** EXERCISE TASKS **
a) Reproduce word for word the part of the passage about the self-driving car bet starting with "This is a great" and going on through "at any instant.".
b) Write the next part of the passage about the self-driving car bet, picking up after its final sentence.

Start of TEXT EXCERPT

J. and his wife will eat for free if the two couples are picked up at their houses and driven to the restaurant in a robot-driven car. But he has to pay if no such vehicle can be hired and/or it’s not legal in Santa Monica.
This is a great bet because the bettors get decades of fun out of it of arguing over who is going to win. Heck, I bring the bet up a couple of times per year in conversation and I’m not even involved.
With ten years to go, J. is quite confident. Google and a number of other companies have been making much-publicized progress toward self-driving robot automobiles. Tesla right now offers an autopilot package, albeit one that requires you to sit behind the wheel ready to take control at any instant.
The problem is it’ll give you back control when it encounters some problem, usually in an emergency, but even if there’s no real emergency, you’ll be totally caught with your pants down doing something else (or outright asleep) and all you’ll have is a fraction of a second to adjust because the car will be driving at 75mph. If you are in the middle of reading a book, not paying attention to the road, then how much time would you need to just make sure you now really have to drive the car (especially if the system was so good it only happened rarely), look around to see what needs to be done, and take action if needed, but avoid sudden action when no such action is needed? (Like suddenly and too forcefully turning the steering wheel or suddenly pressing the brakes with full force thus creating emergencies for other cars who will in turn stun their passengers into becoming drivers in a fraction of a second.)

End of TEXT EXCERPT
Start of DATA

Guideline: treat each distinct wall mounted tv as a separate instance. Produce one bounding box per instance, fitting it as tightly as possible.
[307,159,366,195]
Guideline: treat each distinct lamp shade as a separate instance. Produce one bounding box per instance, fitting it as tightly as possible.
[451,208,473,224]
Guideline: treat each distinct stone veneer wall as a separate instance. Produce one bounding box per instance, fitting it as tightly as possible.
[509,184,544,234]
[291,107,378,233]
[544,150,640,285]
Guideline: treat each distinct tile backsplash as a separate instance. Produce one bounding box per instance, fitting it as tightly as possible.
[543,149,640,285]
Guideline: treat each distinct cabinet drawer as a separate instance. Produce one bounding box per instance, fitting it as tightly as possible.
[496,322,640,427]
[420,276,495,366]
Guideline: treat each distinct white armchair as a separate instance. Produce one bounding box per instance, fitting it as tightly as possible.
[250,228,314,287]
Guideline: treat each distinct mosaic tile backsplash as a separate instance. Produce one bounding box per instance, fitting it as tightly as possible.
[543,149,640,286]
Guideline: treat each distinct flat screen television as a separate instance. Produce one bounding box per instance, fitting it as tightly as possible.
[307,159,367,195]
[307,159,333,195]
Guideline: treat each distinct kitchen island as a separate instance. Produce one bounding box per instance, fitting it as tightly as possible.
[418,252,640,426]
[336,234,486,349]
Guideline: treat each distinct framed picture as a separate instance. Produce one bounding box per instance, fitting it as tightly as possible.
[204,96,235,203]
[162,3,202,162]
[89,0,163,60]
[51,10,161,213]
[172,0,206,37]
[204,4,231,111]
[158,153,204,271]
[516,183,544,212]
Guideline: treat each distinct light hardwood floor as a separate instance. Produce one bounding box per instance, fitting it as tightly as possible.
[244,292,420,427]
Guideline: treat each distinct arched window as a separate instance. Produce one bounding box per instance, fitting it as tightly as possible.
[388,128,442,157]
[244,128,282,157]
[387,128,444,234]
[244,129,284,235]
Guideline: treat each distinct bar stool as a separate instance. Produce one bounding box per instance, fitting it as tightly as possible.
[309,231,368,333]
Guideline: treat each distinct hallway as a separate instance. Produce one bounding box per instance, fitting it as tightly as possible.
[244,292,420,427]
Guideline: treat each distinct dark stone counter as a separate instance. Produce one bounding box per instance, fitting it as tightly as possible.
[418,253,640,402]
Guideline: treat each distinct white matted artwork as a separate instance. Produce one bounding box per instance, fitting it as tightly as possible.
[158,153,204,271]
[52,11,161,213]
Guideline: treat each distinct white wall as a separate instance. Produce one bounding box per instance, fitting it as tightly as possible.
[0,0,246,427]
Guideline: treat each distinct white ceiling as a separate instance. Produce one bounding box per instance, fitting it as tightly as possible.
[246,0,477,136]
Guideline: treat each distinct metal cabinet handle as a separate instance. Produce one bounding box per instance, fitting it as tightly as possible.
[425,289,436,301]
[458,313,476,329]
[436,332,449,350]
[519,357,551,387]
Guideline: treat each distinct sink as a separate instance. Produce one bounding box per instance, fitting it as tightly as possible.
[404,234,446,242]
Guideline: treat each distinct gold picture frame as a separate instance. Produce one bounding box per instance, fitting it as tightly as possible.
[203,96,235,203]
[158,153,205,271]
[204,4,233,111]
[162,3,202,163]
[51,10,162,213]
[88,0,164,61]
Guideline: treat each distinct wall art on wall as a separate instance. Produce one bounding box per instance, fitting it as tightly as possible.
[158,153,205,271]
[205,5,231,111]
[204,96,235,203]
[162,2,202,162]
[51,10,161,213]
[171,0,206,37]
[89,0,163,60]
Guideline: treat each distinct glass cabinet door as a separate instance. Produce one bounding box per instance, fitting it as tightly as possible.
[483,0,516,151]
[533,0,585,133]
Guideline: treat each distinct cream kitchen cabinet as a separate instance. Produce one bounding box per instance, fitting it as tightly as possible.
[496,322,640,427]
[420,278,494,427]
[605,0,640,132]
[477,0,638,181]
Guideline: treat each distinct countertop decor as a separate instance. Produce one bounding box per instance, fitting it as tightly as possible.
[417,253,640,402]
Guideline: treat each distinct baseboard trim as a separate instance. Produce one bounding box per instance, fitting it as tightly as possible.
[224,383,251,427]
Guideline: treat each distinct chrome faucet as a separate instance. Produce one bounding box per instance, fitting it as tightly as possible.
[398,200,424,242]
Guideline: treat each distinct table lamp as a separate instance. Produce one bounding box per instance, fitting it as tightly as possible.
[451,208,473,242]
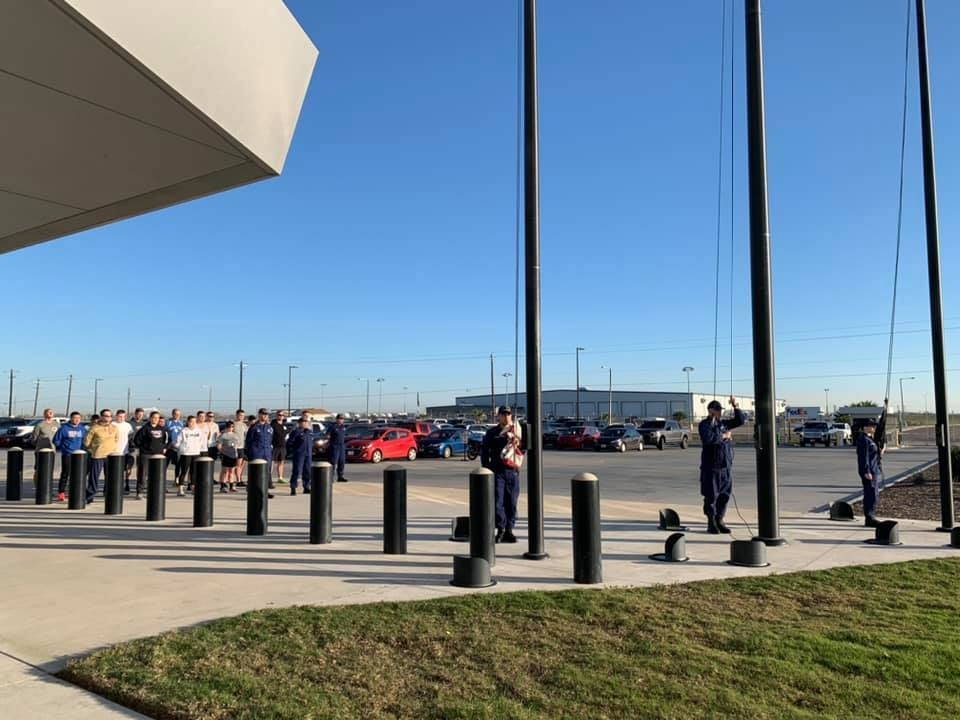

End of DATA

** ANSWER SET **
a)
This is a great bet because the bettors get decades of fun out of it of arguing over who is going to win. Heck, I bring the bet up a couple of times per year in conversation and I’m not even involved.
With ten years to go, J. is quite confident. Google and a number of other companies have been making much-publicized progress toward self-driving robot automobiles. Tesla right now offers an autopilot package, albeit one that requires you to sit behind the wheel ready to take control at any instant.

b)
It’s only useful if it never gives back control to you, which is only possible if the system running it is fully controlling the whole traffic on the highway, much the same way the whole railway traffic is controlled by the same system.
I suspect that with making robot cars safe going from 0% of the time to 90% of the time takes about as much work as going from 90% to 99%, which is as much work as going from 99% to 99.9% and so forth. (Warning: I just made up this particular learning curve. But it sounds pretty plausible.)
But there’s kind of a Zeno’s Arrow problem in this in that it may take a long time to get your self-driving car to the point where it would only kill, say, ten people a day if it were universal in America. That’s about an order of magnitude better than human driven vehicles at present, but it still sounds like a PR nightmare.
I suspect navigating through parking lots is a challenge for autonomous vehicles. Google use its mapping technology to understand roads, but parking lots are full of pedestrians wandering about. I know a supermarket parking lot is stressful for me as a human driver.
In a future, a lot of parking lots might be reconfigured to make robot car dropoffs at the door simpler and more routine, but right now they typically don’t work that way. Supermarket parking lots are typically not set up to deliver passengers to the door but are instead intended to give you a place to park somewhere short of the door.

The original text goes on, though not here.